MATERIALS PROVIDED

§

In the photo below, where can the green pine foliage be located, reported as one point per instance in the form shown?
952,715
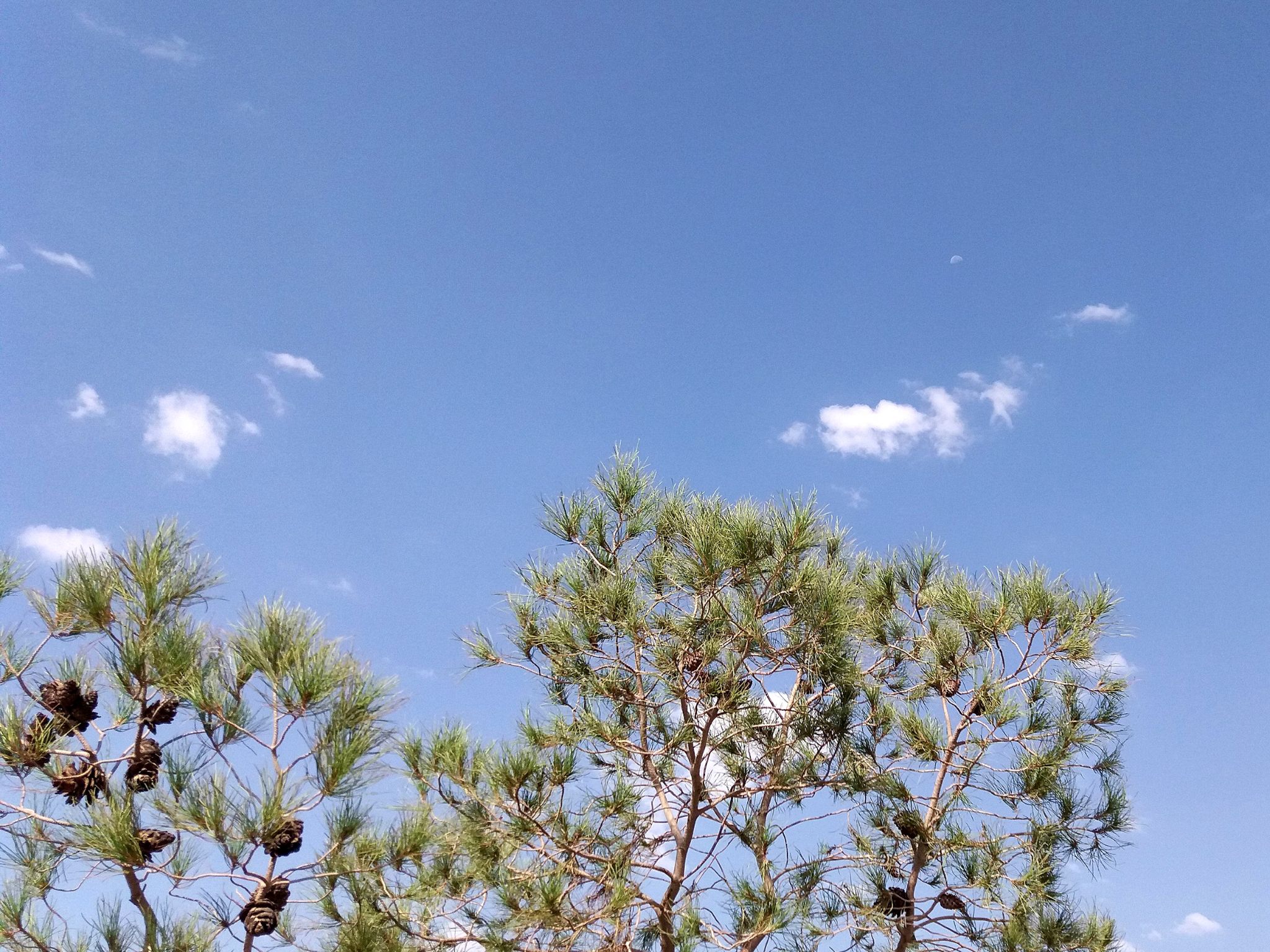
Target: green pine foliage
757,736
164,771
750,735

§

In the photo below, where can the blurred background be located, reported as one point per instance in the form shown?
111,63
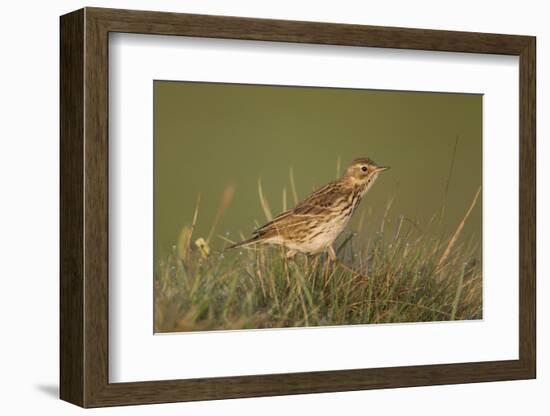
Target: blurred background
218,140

§

PROBLEM REQUIREMENTS
Report every line of the records that contains the word "green", copying each one in full.

OUTPUT BELOW
In the photo below, where can the green pine foliage be located, reported as one point per instance in the form shown?
Target: green pine foliage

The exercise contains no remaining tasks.